_Section du texte:_
*-*-*

Tunisie
Ahmed Manai: « Pourquoi j’ai rompu avec
Rached Ghannouchi »
© Ahmed
Manai
Mercredi 16 mars 2016
Figure emblématique de la défense des
droits de l’homme, il avait milité pour
la légalisation du MTI, ancêtre d’Ennahdha,
dans les années 1980. Avant de se
brouiller avec son chef en 2005.
Opposant à Ben Ali, dont il a dénoncé
les pratiques et décrit les exactions
dans Supplice tunisien. Le jardin secret
du général Ben Ali (La Découverte,
1995), Ahmed Manaï, 74 ans, a été un
farouche défenseur des droits de l’homme
et a milité, dans les années 1980, pour
la légalisation du Mouvement de la
tendance islamique (MTI), rebaptisé
Ennahdha en 1989.
Il paiera son engagement d’un
exil forcé de dix-sept ans en France.
Proche du courant islamiste tunisien
sans y avoir jamais été encarté, cet
ancien expert auprès de l’ONU revient
sur la genèse du mouvement cofondé par
Rached Ghannouchi et dévoile les raisons
de sa rupture avec ce dernier.
« Un vendredi d’octobre 1968, un
homme seul déambulait dans la mosquée de
Paris. C’était Rached Ghannouchi. Nous
fîmes connaissance et nous revîmes
régulièrement au 15 de la rue de
Belleville, où un lieu de prière et de
rassemblement avait été aménagé. Il
était croyant, mais n’avait jamais prié
à la mosquée Zitouna de Tunis, bien
qu’ayant suivi son enseignement durant
sept ans. Rebelle, il me confia, en
juillet 1969, en présence de son frère,
qu’il voulait retourner en Tunisie «
pour provoquer la révolte des Béni Zid
», sa tribu d’origine. Il n’en fera
rien, les siens ne l’ayant pas suivi.
Nous étions de bons amis. Peu de temps
après notre retour à Tunis, il sollicita
même mon épouse pour demander la main
d’une jeune femme qui s’était
distinguée, à l’occasion de la Nuit du
destin, par une brillante intervention
devant Bourguiba.
Une démarche restée sans suite. C’est
à cette époque que Ghannouchi rencontra
Abdelfattah Mourou, Fadhel Beldi, Hmida
Ennaifer et d’autres. Ensemble, ils
décident de créer, avec des enseignants
de la Zitouna, l’Association de
sauvegarde du Saint Coran(1). Ils
tenteront d’en prendre les commandes,
mais seront rapidement exclus par le
principal animateur de l’association,
Cheikh Habib Mestaoui, qui soupçonnait
quelque chose de louche. En 1973, le
groupe devint une organisation
clandestine, Al-Jam’iya al-Islamiya,
s’exprimant dans les colonnes de la
revue Al-Maarifa, du cheikh Ben Slama.
Mais Ghannouchi voulait sortir de la
clandestinité, car il disait craindre la
réaction de Mohamed Sayah, figure du
Parti socialiste destourien (PSD, au
pouvoir) et patron d’une milice
redoutée. Je le mis même en contact avec
Abdallah Farhat, ministre de la Défense,
et Mustapha Filali, ex-directeur du PSD
(Octobre 1978). Mais ses camarades
rejetèrent cette option. De ces
années-là, il faut retenir l’adhésion de
la Jam’iya aux Frères musulmans.

*-*-*

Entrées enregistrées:
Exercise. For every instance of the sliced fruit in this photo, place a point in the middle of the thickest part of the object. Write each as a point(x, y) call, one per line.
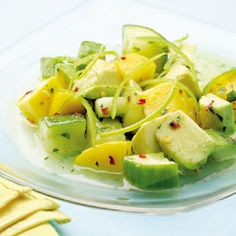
point(144, 141)
point(151, 171)
point(225, 147)
point(128, 63)
point(63, 134)
point(36, 103)
point(107, 125)
point(133, 44)
point(89, 48)
point(223, 85)
point(101, 81)
point(103, 106)
point(183, 99)
point(65, 102)
point(106, 157)
point(216, 113)
point(183, 140)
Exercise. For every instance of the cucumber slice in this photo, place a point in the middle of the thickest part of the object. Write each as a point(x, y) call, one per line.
point(144, 140)
point(150, 171)
point(63, 134)
point(225, 147)
point(105, 157)
point(216, 113)
point(108, 125)
point(103, 106)
point(88, 48)
point(133, 44)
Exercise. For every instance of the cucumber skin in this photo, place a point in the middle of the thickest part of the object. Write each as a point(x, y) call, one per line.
point(66, 134)
point(151, 177)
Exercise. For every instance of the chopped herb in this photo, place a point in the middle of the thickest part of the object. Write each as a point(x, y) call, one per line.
point(111, 160)
point(136, 49)
point(209, 106)
point(105, 111)
point(141, 101)
point(231, 96)
point(222, 90)
point(174, 125)
point(28, 92)
point(55, 150)
point(66, 135)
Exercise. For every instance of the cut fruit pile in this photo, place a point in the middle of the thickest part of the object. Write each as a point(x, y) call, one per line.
point(141, 114)
point(24, 212)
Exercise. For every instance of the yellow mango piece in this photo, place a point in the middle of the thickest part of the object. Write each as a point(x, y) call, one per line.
point(44, 229)
point(65, 102)
point(107, 157)
point(222, 85)
point(131, 62)
point(36, 103)
point(182, 99)
point(23, 207)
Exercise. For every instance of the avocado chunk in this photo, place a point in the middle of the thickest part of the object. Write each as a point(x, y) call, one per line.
point(183, 140)
point(144, 140)
point(103, 106)
point(225, 147)
point(107, 125)
point(216, 113)
point(133, 43)
point(179, 72)
point(150, 171)
point(101, 81)
point(63, 134)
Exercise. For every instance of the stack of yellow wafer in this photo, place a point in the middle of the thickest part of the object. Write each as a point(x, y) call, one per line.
point(27, 213)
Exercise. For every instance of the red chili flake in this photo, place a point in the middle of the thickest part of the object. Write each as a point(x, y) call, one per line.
point(76, 89)
point(31, 121)
point(174, 125)
point(141, 101)
point(112, 161)
point(209, 106)
point(105, 111)
point(28, 92)
point(142, 156)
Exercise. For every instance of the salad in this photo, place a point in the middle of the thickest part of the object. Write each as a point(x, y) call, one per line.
point(141, 114)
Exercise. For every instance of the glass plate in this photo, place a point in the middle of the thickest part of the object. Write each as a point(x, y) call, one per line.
point(101, 21)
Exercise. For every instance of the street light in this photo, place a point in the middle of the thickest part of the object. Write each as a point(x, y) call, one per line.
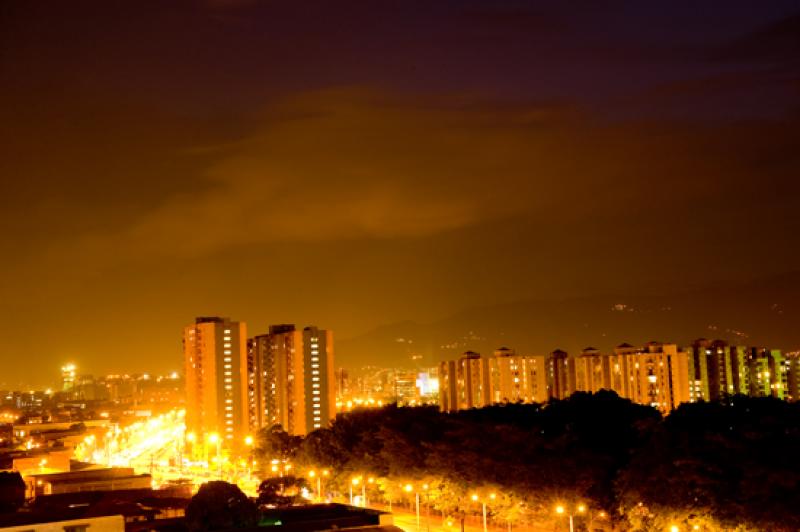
point(560, 510)
point(248, 441)
point(353, 482)
point(213, 438)
point(409, 488)
point(476, 498)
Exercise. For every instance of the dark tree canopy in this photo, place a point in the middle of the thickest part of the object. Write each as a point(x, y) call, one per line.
point(713, 464)
point(219, 505)
point(12, 492)
point(281, 491)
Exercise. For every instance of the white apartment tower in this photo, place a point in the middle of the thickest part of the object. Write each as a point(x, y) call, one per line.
point(215, 362)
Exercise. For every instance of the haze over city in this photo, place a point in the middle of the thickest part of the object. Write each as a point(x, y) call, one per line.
point(365, 164)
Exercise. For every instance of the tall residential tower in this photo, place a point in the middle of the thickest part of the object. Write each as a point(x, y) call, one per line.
point(215, 359)
point(292, 381)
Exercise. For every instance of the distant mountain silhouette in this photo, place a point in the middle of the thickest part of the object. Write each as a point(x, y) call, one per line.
point(761, 313)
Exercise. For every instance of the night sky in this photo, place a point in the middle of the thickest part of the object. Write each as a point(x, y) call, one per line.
point(353, 164)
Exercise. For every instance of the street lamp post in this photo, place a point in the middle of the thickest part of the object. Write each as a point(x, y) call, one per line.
point(561, 510)
point(313, 474)
point(409, 488)
point(353, 482)
point(370, 480)
point(483, 504)
point(214, 439)
point(248, 441)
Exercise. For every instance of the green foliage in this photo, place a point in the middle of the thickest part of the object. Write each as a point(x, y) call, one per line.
point(734, 462)
point(274, 443)
point(219, 505)
point(729, 464)
point(281, 491)
point(12, 491)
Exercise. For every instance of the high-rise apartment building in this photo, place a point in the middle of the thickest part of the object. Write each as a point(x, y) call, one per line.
point(291, 379)
point(215, 361)
point(659, 375)
point(518, 378)
point(655, 375)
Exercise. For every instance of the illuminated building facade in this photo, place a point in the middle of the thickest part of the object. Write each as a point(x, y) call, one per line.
point(657, 374)
point(68, 377)
point(517, 378)
point(215, 361)
point(291, 379)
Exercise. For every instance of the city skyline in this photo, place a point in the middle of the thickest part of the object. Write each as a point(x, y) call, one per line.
point(365, 164)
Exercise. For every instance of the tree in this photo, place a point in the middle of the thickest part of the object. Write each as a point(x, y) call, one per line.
point(282, 491)
point(219, 505)
point(274, 443)
point(12, 492)
point(733, 462)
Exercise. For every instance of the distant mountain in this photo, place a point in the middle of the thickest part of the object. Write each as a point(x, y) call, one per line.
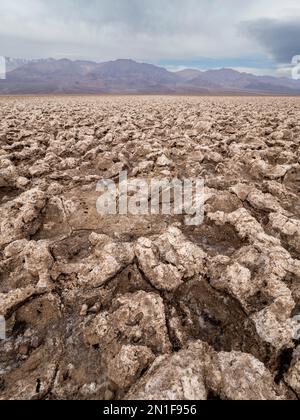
point(128, 76)
point(188, 74)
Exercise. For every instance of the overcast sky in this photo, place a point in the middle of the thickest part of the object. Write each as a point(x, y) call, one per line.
point(255, 35)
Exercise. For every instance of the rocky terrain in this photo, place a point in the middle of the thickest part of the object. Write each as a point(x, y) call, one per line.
point(146, 307)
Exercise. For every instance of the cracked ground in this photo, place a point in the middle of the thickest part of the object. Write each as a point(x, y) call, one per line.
point(145, 307)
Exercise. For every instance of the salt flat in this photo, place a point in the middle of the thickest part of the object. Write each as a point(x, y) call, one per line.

*-*-*

_Consignes:_
**A.** Recopiez l'article sur Ahmed Manaï depuis « Opposant à Ben » jusqu'à « Ennahdha en 1989. » inclus.
**B.** Rédigez la suite de l'article sur Ahmed Manaï à partir de l'endroit où il s'arrête.
Les items n'ont aucun lien avec l'article sur Ahmed Manaï.

_Réponses ci-dessous:_
**A.**
Opposant à Ben Ali, dont il a dénoncé
les pratiques et décrit les exactions
dans Supplice tunisien. Le jardin secret
du général Ben Ali (La Découverte,
1995), Ahmed Manaï, 74 ans, a été un
farouche défenseur des droits de l’homme
et a milité, dans les années 1980, pour
la légalisation du Mouvement de la
tendance islamique (MTI), rebaptisé
Ennahdha en 1989.

**B.**
Ghannouchi m’avait demandé de les
rejoindre. Je lui répondis que
j’avais choisi de ne jamais associer
islam et politique
La démarche avait été effectuée par
Hmida Ennaifer, mais, à ce jour, tous
les membres du groupe nient ce fait,
pourtant établi. De même qu’ils nient
les deux projets de coup d’État de 1987
et de 1991. Ghannouchi m’a d’ailleurs
reproché d’avoir évoqué, dans les années
2000, ces opérations avortées, mais il
les avait reconnues implicitement en me
lançant, en 2006 : « Que fallait-il
faire de Bourguiba et de Ben Ali ? »
L’existence d’une branche paramilitaire
(le groupe sécuritaire) au sein du
mouvement m’avait du reste déjà été
confirmée par son propre chef, Salah
Karkar, auquel succédera Moncef Ben
Salem. Ghannouchi et ses camarades
créèrent le MTI en 1981. L’été de cette
année-là, en plein ramadan, lors d’une
réunion du mouvement à Monastir, les
cafés, sous la menace des islamistes,
durent baisser leur rideau pendant la
journée. Informé, Bourguiba ordonna les
premières arrestations. Quelques jours
plus tôt, Ghannouchi m’avait demandé de
les rejoindre. Je lui répondis que
j’avais choisi de ne jamais associer
islam et politique, l’assurant toutefois
de mon soutien en cas de besoin. D’où
mon engagement total dans sa défense et
celle de ses amis jusqu’à leur
libération, en 1984.
Ennahdha, c’est moi!
Après les attentats de Monastir et de
Sousse en 1987, Ghannouchi est de
nouveau arrêté, puis condamné à la
prison à vie, mais je persistais à
penser qu’il fallait sortir le mouvement
de la clandestinité et l’intégrer pour
le contrôler. Outre le fait d’avoir
maltraité et persécuté les dirigeants
islamistes, l’erreur de Ben Ali aura été
d’abord de les gracier en 1988 sans les
avoir jugés. L’issue des législatives de
1989 (le parti au pouvoir rafle la
totalité des sièges à l’issue d’un
scrutin truqué) conduit Ennahdha à
renouer avec la violence. Le projet de
coup d’État de 1991 couvait ainsi depuis
longtemps. Le 18 mai 1989, dix jours
avant qu’il s’exile à Alger, Ghannouchi
m’avait soutenu qu’il lui faudrait «
deux ans », sans être plus explicite. Il
comptait alors sur une victoire du Front
islamique du salut (FIS) algérien pour
revenir en conquérant en Tunisie.
J’avais le sentiment qu’il vivait
sur le malheur des autres et
préférait fabriquer des martyrs
Notre dernière rencontre remonte à
1995, mais la rupture définitive aura
lieu en 2005. Des détenus islamistes
avaient demandé à être libérés. Avec un
collectif, nous préparâmes une lettre à
l’intention de Ben Ali. Ghannouchi,
depuis Londres, eut vent de l’affaire et
me signifia par téléphone qu’il était
opposé à l’initiative, assurant que les
prisonniers pouvaient faire la démarche
individuellement. Écœuré, je rompis tout
contact avec lui, car j’avais le
sentiment qu’il vivait sur le malheur
des autres et préférait fabriquer des
martyrs plutôt que de voir des hommes
réhabilités dans leurs droits (2).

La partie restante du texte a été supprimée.